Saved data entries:
* * * *

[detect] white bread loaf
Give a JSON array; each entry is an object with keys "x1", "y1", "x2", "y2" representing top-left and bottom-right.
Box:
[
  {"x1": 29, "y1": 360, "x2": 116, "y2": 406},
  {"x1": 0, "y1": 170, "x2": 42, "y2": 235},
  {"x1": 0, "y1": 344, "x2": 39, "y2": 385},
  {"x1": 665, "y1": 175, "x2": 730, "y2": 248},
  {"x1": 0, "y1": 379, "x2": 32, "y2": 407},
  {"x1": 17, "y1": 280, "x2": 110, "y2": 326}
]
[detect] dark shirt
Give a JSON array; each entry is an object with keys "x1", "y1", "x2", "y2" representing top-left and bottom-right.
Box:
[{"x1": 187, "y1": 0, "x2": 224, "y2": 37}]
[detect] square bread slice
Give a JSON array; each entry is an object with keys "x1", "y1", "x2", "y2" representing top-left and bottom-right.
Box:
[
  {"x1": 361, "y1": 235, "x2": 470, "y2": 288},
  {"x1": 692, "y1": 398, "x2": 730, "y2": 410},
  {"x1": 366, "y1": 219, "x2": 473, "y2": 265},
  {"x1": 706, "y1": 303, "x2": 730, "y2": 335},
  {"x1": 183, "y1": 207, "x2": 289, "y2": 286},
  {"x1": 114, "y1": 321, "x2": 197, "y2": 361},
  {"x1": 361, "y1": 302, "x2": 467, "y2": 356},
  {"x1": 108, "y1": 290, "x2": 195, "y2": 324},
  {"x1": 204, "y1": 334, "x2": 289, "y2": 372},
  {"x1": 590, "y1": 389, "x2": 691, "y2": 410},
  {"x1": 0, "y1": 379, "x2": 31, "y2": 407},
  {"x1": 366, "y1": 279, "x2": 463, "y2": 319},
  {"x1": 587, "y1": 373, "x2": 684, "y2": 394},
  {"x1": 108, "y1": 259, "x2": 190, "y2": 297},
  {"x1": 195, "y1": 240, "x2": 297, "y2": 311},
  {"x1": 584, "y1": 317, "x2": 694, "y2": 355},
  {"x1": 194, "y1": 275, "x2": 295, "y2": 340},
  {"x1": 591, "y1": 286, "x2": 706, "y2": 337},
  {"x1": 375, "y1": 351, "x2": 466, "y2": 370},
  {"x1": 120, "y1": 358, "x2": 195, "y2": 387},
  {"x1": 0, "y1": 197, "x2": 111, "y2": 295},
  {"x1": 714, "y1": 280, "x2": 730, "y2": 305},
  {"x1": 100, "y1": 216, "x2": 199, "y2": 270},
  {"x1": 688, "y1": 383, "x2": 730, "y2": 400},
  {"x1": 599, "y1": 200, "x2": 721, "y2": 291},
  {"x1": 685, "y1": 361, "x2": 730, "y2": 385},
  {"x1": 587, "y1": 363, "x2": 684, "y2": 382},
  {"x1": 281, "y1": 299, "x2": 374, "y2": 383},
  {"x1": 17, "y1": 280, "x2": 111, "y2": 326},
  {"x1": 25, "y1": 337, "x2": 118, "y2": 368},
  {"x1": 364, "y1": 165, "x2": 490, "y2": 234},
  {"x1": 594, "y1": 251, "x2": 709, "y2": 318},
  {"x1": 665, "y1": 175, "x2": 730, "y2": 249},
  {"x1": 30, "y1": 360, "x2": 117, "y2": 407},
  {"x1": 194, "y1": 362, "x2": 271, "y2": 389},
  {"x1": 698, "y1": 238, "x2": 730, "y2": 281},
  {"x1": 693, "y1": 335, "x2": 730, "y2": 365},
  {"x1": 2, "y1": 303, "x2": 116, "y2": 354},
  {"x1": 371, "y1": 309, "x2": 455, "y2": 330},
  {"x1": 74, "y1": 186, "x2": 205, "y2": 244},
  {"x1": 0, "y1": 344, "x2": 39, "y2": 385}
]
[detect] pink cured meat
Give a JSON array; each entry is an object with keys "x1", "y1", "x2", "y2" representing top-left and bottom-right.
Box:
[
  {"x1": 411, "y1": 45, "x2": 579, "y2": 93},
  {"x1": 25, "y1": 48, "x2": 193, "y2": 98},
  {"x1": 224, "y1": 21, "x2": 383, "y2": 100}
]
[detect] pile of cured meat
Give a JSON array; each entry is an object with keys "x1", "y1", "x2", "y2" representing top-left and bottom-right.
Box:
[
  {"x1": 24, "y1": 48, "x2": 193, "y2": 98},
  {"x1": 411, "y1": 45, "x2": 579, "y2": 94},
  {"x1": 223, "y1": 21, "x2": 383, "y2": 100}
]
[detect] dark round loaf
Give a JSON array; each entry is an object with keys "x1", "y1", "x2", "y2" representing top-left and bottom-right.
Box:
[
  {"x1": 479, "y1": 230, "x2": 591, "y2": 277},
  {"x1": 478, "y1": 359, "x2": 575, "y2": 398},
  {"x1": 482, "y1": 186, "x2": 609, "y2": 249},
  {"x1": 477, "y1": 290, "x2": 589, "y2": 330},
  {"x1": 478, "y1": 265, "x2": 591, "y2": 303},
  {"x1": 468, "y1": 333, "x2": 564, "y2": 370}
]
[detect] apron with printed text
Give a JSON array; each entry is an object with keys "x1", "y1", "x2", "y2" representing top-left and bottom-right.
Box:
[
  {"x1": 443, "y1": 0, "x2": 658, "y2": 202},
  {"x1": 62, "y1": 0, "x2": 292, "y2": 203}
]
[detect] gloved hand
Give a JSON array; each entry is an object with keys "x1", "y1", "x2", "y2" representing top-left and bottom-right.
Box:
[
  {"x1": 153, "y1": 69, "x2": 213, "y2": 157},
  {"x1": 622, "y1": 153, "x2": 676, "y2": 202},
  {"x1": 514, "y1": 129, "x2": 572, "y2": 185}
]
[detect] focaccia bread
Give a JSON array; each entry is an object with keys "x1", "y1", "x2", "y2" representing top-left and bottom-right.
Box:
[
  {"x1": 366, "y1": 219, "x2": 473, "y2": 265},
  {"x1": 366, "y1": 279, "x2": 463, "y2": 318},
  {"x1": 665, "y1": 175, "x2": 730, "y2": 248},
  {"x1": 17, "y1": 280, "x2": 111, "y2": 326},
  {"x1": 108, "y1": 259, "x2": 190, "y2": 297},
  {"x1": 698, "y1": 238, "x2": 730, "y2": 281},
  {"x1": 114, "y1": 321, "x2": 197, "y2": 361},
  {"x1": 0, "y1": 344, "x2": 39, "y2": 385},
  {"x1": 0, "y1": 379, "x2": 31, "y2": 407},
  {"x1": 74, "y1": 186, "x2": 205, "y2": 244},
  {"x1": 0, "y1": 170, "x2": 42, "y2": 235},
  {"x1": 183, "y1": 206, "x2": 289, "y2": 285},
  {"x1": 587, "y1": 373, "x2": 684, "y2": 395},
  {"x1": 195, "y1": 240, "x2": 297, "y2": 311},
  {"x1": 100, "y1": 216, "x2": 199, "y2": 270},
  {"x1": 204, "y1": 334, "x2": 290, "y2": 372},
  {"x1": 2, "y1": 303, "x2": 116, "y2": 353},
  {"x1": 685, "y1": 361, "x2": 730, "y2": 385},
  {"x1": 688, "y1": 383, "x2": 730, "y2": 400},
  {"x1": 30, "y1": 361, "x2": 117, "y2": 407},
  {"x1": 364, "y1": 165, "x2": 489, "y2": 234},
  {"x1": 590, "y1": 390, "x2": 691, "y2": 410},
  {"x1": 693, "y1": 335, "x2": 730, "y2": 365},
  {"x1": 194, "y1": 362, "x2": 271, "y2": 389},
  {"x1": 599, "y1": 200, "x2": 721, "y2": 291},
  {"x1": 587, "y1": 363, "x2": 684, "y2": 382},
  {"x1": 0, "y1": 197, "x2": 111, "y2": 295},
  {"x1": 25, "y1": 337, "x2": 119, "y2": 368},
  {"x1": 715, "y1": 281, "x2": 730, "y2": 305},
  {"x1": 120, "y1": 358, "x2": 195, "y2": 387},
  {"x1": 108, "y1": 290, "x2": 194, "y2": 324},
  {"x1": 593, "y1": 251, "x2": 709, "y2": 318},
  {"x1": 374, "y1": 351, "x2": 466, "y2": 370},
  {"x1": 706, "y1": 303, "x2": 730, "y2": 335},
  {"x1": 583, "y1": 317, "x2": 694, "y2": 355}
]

* * * *

Directions: Lines from the start of the entries through the one containing "[detect] dark shirt" are to be set down again exactly, both ends included.

Result of the task:
[detect] white bread loaf
Give a JSON array; each entry is an object with keys "x1", "y1", "x2", "y2" representing top-left and bottom-right.
Box:
[
  {"x1": 29, "y1": 360, "x2": 116, "y2": 406},
  {"x1": 0, "y1": 170, "x2": 42, "y2": 235},
  {"x1": 0, "y1": 344, "x2": 39, "y2": 385},
  {"x1": 665, "y1": 175, "x2": 730, "y2": 248},
  {"x1": 0, "y1": 379, "x2": 32, "y2": 407},
  {"x1": 17, "y1": 280, "x2": 110, "y2": 326}
]
[detect] dark shirt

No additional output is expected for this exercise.